• _Werkopdracht_: Kun je in het fragment over Betacam-formaten alles van "Betacam SX is" tot en met "van de cassette." bijwerken, met "sterkere compressie" in plaats van "grotere compressie", en die passage opnieuw weergeven?

• _Fragment_:
──────────────────────────────
Digitale Betacam tapes in klein en groot formaat. Foto: PACKED vzw

 

Twee verschillende Digitale Betacam tapes waarbij verschillende kleuren blauw gebruikt werd in hun plastic behuizing. Foto: PACKED vzw

 

Betacam SX is het tweede digitale formaat van de Betacam-familie dat werd geproduceerd door Sony. De Betacam SX-cassettes zijn goedkoper dan de Digital Betacam-cassettes en hebben een langere afspeelduur door het gebruik van een grotere compressie van het signaal. De meeste Betacam SX-toestellen zijn zodanig gebouwd dat ze ook vorige Betacam-generaties kunnen afspelen, aangezien hun bovenste trommel zowel analoge als digitale afleeskoppen bevat. Betacam SX-cassettes zijn makkelijk te onderscheiden van andere cassettes dankzij de gele kleur van de doos en de plastiek behuizing van de cassette.

 

Een Betacam SX tape in zijn doos. Foto: PACKED vzw

 

MPEG IMX is de derde digitale afstammeling van het Betacam-formaat. Het gebruikt MPEG-compressie en werd ontwikkeld voor de digitale workflows in omroepomgevingen. Op kleine cassettes kan tot 60 minuten worden opgenomen en op grote cassettes tot 184 minuten. MPEG IMX-toestellen werden ook zodanig ontworpen dat het afspelen van vroegere analoge en digitale Betacam-formaten mogelijk is. Betacam MPEG IMX-cassettes hebben een groene of turkooise plastiek behuizing.
──────────────────────────────
Beeldgebaseerde aanwijsgegevens
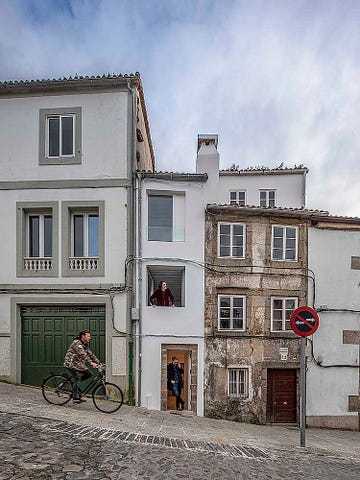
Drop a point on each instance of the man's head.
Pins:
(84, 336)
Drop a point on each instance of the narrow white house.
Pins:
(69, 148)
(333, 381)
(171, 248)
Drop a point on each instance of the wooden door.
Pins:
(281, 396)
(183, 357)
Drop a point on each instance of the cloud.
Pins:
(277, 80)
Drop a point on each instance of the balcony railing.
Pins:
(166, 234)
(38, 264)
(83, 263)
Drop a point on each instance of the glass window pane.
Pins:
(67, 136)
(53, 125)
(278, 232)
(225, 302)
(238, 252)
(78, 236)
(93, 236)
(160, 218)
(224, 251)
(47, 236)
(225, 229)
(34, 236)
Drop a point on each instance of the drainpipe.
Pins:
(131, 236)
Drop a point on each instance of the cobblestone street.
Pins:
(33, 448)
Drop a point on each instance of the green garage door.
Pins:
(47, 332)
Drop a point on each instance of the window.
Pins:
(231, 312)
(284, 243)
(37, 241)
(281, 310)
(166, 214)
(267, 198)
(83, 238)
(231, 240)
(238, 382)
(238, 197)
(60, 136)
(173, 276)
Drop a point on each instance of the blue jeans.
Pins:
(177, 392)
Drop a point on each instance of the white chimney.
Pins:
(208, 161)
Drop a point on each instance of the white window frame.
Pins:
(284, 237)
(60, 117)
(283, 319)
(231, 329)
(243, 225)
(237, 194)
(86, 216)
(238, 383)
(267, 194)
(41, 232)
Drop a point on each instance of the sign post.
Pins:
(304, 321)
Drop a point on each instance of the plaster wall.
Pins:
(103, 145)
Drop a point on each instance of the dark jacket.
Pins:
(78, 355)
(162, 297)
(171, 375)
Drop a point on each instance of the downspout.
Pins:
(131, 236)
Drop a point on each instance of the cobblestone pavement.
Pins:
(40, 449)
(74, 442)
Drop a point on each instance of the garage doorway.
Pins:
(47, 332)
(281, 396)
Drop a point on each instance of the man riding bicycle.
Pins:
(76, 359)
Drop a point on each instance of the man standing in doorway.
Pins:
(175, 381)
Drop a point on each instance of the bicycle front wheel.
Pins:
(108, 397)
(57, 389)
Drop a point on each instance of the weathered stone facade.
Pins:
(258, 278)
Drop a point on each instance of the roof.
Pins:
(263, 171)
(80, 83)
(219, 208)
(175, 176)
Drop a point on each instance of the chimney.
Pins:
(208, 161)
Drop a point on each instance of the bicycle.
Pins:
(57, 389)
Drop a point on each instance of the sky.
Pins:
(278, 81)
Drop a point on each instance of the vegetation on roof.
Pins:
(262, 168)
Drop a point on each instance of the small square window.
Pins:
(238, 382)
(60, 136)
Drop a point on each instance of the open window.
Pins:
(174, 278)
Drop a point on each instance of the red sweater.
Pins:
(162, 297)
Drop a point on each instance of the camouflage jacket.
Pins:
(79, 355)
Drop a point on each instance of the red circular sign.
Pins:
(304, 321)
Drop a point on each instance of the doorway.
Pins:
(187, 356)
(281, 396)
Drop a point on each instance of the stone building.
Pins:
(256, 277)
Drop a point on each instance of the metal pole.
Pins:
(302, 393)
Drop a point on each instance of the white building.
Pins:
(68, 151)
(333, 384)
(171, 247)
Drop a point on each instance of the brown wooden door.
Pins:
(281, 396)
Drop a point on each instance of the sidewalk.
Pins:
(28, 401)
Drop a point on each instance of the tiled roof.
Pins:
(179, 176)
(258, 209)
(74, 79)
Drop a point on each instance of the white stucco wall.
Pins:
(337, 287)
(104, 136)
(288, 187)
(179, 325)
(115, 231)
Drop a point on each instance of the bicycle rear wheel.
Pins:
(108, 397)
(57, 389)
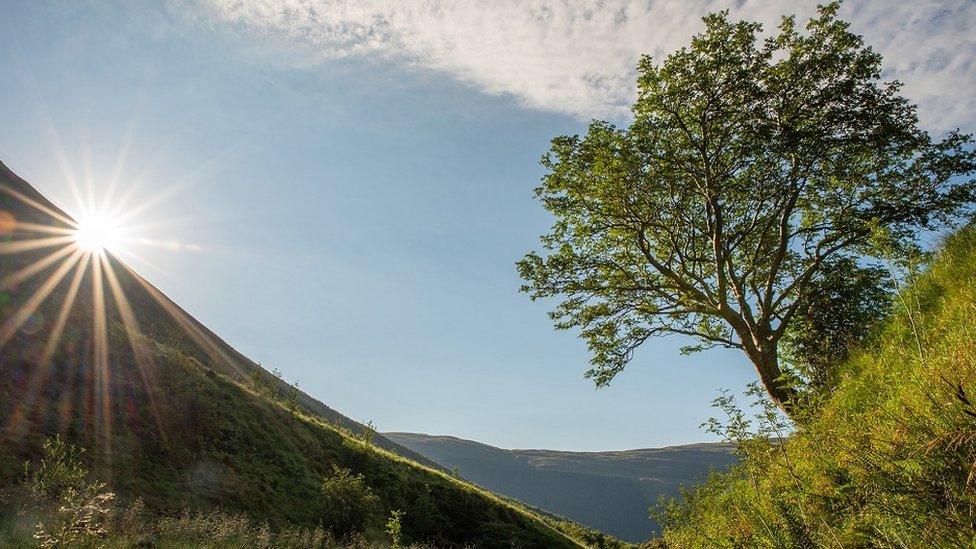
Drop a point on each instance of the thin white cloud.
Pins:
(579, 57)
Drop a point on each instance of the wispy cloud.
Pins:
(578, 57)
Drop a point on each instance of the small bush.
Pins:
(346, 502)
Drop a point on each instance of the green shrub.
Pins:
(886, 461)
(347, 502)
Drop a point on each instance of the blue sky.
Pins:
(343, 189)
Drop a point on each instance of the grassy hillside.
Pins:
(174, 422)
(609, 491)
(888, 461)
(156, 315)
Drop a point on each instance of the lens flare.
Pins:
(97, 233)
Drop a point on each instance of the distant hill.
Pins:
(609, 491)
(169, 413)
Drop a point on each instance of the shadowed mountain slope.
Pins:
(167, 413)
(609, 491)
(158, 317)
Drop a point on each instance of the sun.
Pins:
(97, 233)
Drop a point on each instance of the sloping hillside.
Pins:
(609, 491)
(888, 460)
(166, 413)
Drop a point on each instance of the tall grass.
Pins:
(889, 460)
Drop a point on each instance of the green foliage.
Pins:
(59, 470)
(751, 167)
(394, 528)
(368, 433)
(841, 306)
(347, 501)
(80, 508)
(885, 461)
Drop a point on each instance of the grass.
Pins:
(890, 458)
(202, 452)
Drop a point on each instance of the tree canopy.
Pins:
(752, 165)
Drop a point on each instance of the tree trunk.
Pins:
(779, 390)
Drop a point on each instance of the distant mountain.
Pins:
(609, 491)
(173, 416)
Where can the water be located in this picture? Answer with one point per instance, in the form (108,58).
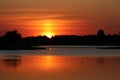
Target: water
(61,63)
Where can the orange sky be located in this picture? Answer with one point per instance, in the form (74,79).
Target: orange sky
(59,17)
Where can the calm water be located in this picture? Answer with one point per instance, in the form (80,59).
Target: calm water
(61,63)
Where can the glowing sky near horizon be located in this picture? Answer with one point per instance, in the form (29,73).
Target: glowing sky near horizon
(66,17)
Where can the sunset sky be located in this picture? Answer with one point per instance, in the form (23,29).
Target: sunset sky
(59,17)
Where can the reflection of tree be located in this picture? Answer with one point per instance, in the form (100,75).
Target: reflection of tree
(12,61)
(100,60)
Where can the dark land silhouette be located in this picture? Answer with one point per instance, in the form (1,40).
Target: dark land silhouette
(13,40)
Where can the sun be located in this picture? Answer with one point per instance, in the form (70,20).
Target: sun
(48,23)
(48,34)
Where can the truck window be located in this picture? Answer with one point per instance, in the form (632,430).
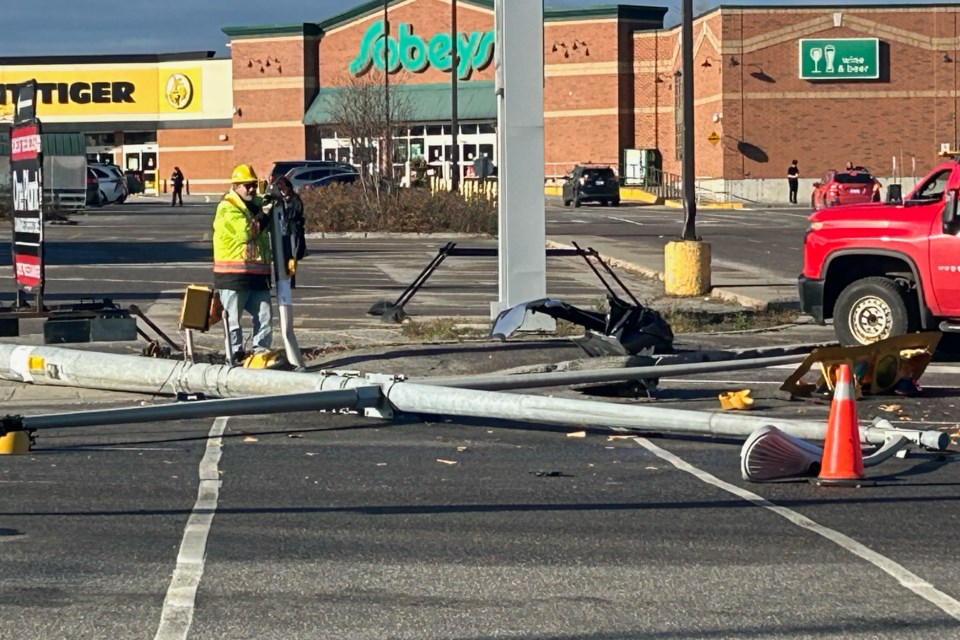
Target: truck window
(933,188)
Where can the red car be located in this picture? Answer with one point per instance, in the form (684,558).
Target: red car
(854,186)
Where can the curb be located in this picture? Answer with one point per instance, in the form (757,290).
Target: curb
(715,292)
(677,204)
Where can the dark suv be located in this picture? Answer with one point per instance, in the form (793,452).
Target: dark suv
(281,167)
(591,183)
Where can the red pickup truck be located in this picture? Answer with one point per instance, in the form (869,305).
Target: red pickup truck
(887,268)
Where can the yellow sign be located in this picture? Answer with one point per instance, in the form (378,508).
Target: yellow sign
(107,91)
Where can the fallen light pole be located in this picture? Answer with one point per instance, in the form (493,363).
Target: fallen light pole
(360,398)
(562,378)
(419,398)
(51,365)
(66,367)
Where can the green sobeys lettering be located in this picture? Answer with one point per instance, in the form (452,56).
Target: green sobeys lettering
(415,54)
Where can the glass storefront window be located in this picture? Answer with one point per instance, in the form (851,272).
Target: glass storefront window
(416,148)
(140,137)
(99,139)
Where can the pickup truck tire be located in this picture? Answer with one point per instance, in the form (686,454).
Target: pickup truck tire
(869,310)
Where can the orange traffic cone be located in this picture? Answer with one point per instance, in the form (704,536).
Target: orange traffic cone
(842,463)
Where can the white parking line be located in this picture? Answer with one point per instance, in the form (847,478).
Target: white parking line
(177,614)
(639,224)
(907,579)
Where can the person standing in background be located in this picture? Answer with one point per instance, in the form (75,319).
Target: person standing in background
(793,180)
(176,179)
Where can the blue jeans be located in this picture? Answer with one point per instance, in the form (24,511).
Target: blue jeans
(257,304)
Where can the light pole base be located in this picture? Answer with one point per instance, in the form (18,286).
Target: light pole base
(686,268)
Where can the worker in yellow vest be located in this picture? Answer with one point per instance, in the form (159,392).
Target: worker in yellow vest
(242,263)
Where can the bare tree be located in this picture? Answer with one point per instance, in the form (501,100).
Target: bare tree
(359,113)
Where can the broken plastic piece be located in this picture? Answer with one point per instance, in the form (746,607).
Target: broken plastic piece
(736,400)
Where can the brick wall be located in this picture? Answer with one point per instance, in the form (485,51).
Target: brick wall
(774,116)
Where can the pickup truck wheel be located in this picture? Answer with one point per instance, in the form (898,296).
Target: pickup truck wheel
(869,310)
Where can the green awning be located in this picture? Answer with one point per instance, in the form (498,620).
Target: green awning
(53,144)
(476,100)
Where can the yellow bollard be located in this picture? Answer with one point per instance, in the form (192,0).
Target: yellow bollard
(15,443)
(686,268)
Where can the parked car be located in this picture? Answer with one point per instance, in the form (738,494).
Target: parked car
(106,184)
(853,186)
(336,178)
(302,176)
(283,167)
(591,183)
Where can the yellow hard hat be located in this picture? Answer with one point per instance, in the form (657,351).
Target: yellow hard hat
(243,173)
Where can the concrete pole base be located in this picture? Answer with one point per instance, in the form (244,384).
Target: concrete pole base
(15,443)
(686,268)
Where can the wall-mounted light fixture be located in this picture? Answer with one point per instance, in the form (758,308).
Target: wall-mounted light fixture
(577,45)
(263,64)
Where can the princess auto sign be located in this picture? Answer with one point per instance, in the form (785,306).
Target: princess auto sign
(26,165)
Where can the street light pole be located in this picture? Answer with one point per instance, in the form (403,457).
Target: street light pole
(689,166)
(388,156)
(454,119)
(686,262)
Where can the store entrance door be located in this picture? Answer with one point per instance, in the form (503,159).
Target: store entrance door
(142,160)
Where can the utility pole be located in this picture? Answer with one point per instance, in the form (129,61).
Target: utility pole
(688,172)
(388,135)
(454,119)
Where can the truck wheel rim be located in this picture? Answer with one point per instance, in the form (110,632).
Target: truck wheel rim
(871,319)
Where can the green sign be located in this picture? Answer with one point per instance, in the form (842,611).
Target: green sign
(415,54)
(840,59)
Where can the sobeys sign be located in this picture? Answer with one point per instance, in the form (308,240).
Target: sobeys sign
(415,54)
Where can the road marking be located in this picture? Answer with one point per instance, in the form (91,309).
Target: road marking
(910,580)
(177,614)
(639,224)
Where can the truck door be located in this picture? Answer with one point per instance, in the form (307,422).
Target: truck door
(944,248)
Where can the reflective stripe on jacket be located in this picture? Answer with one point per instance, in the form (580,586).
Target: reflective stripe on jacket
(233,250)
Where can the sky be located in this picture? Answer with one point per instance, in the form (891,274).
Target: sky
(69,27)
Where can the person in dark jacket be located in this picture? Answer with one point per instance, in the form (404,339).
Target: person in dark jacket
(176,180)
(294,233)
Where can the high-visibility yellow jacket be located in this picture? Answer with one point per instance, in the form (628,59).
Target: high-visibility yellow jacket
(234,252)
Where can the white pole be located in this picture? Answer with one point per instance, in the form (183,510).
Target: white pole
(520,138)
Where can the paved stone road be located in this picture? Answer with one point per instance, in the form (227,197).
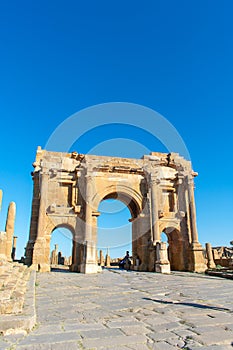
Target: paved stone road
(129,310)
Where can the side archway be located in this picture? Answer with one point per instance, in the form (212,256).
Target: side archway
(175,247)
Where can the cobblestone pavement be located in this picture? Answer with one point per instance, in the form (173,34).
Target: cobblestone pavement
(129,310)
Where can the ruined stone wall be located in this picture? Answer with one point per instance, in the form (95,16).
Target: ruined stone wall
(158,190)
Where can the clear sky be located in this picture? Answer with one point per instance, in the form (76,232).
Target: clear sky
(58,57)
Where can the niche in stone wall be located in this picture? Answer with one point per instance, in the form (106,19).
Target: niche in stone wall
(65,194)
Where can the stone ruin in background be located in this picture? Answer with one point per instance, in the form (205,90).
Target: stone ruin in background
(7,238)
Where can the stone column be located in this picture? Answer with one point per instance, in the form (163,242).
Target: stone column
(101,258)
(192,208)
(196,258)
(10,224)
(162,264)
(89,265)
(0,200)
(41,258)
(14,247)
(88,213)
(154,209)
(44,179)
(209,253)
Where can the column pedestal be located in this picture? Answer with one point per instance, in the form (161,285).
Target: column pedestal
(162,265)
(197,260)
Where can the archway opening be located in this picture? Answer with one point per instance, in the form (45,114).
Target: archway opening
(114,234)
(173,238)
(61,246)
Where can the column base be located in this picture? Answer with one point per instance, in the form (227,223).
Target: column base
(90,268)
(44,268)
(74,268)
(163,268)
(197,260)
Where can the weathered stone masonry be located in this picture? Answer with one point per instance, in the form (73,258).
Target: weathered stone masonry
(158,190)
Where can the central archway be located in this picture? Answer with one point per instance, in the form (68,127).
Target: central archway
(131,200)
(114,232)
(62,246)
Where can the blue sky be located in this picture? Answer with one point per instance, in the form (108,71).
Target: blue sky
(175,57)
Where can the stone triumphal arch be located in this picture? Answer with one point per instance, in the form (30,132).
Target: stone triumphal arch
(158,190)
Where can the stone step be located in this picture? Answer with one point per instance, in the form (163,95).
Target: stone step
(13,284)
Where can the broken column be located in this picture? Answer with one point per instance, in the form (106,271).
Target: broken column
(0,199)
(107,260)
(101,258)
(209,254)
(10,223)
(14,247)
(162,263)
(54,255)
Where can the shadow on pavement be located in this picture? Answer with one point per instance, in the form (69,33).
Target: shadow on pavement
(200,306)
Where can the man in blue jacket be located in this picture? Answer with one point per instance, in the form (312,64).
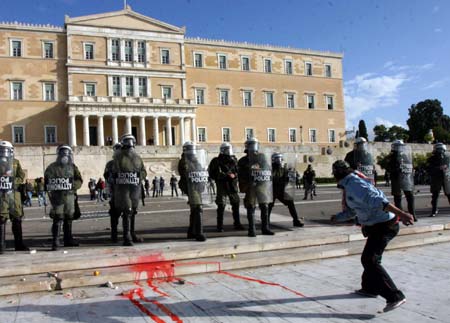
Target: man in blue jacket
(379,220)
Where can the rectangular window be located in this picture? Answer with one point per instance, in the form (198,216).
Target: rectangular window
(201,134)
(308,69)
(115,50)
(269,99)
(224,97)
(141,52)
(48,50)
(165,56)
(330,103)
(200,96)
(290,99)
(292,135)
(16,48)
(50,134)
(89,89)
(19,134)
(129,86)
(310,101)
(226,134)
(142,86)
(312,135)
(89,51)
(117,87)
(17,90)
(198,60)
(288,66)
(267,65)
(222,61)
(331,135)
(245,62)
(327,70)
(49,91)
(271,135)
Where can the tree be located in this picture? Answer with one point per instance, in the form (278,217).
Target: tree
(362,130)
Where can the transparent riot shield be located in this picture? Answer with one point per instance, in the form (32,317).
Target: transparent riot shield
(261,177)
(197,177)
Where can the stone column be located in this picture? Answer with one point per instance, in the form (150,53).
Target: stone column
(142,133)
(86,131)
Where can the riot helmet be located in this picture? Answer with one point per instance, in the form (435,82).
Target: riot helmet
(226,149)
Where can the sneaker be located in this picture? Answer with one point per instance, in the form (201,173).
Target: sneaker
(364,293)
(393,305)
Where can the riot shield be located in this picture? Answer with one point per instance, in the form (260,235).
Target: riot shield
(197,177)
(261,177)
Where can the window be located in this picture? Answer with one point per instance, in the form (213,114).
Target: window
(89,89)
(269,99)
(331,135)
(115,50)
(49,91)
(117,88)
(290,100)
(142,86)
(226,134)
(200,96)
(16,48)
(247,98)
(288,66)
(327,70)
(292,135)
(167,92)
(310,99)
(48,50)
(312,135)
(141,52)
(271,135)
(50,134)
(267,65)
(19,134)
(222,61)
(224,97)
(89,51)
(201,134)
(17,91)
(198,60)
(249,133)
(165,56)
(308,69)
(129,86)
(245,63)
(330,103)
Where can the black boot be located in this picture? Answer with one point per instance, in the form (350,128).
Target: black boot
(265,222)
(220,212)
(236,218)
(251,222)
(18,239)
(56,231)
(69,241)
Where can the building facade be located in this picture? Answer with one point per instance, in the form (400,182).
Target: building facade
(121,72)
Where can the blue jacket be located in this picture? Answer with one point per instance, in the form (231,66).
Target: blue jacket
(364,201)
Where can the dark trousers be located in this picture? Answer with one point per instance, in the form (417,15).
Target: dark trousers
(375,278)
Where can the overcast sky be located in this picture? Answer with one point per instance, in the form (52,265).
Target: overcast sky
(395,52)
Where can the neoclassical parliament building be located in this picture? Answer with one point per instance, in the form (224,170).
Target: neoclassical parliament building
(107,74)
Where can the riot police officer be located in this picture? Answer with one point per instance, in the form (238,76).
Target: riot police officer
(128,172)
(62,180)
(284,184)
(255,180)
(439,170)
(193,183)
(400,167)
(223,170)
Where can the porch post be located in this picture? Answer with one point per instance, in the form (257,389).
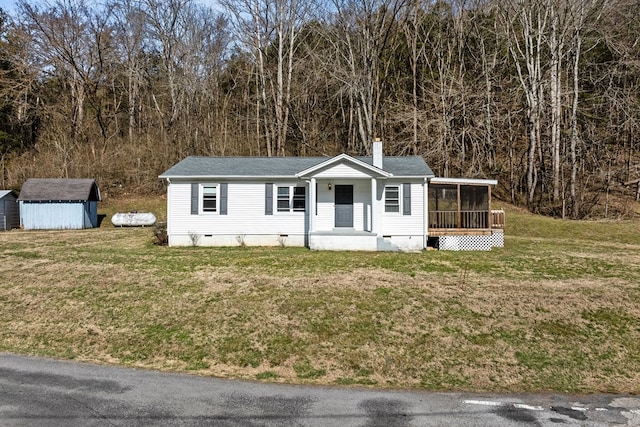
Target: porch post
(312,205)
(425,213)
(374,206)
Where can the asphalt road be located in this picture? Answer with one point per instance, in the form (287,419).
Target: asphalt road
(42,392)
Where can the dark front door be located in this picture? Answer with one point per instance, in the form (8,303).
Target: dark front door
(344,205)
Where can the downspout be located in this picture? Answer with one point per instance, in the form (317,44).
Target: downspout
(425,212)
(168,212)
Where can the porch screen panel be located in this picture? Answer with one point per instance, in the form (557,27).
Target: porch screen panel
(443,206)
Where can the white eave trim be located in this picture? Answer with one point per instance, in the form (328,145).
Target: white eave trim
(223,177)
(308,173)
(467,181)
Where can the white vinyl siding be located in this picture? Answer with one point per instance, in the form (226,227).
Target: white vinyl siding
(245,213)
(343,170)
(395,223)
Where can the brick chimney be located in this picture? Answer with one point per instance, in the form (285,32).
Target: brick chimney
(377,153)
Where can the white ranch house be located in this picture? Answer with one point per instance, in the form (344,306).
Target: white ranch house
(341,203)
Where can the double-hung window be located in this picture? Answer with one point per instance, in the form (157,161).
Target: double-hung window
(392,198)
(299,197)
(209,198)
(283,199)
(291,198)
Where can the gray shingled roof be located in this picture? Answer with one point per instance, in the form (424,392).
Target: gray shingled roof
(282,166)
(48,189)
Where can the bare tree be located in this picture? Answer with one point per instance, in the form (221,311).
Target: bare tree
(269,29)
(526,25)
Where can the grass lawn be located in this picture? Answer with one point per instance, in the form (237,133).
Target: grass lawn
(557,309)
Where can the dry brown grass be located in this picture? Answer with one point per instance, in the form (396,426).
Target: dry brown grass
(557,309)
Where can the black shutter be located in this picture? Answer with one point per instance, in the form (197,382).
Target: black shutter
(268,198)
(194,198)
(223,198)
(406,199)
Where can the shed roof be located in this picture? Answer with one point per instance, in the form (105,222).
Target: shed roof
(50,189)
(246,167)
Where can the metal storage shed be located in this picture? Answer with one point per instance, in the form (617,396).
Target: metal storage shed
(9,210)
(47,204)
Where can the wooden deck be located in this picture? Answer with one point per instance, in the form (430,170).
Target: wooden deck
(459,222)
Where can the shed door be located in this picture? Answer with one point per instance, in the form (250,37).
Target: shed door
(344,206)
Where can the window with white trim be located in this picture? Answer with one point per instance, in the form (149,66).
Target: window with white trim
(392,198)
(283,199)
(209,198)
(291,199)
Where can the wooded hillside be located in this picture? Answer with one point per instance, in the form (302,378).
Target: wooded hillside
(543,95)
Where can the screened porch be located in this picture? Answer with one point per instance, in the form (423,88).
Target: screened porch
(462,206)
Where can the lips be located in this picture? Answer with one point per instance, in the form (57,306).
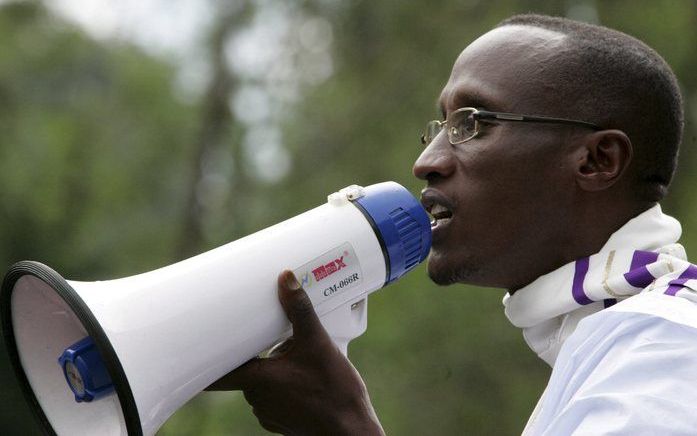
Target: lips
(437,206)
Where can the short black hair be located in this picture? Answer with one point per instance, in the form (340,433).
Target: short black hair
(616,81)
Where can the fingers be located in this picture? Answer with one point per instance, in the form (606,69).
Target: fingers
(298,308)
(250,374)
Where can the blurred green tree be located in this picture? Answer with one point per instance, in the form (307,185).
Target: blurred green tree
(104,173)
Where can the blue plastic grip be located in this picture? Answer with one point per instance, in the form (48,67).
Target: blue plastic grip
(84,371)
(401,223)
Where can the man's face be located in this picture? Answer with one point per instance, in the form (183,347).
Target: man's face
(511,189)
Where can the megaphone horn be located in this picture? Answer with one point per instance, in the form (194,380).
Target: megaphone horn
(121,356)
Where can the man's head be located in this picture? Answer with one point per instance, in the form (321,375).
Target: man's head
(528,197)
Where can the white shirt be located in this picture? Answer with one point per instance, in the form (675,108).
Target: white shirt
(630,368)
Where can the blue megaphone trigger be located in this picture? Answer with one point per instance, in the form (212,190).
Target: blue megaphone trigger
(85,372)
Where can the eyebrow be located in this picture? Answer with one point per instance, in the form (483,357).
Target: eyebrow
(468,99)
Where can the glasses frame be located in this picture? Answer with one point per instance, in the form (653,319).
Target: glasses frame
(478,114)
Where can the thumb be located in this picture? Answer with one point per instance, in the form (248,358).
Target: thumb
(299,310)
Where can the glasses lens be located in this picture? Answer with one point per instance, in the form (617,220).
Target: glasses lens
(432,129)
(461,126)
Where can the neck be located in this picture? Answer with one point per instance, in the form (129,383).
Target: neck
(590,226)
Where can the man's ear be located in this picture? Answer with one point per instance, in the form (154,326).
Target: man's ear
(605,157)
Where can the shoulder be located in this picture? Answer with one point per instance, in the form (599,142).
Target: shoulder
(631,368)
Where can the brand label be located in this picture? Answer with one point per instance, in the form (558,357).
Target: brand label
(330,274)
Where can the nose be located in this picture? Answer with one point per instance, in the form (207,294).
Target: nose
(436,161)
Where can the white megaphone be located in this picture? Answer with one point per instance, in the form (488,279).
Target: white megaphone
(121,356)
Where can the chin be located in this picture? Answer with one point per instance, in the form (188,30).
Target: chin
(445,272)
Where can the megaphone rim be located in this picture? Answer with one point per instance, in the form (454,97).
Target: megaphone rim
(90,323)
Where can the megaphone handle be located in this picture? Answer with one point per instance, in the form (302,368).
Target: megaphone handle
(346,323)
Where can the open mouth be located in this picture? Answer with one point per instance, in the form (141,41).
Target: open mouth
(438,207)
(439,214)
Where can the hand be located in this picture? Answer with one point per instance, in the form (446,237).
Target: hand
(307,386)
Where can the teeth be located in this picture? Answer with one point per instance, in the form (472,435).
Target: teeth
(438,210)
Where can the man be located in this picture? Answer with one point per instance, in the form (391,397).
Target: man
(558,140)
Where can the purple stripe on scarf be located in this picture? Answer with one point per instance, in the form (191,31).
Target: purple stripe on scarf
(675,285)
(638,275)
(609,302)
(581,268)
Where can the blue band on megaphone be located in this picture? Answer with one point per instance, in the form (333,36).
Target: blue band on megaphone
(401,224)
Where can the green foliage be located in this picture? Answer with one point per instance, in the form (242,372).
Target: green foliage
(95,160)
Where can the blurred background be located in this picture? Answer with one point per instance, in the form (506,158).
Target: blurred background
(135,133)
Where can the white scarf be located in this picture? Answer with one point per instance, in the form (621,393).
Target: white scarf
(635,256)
──────────────────────────────
• _Antwoord_:
Betacam SX is het tweede digitale formaat van de Betacam-familie dat werd geproduceerd door Sony. De Betacam SX-cassettes zijn goedkoper dan de Digital Betacam-cassettes en hebben een langere afspeelduur door het gebruik van een sterkere compressie van het signaal. De meeste Betacam SX-toestellen zijn zodanig gebouwd dat ze ook vorige Betacam-generaties kunnen afspelen, aangezien hun bovenste trommel zowel analoge als digitale afleeskoppen bevat. Betacam SX-cassettes zijn makkelijk te onderscheiden van andere cassettes dankzij de gele kleur van de doos en de plastiek behuizing van de cassette.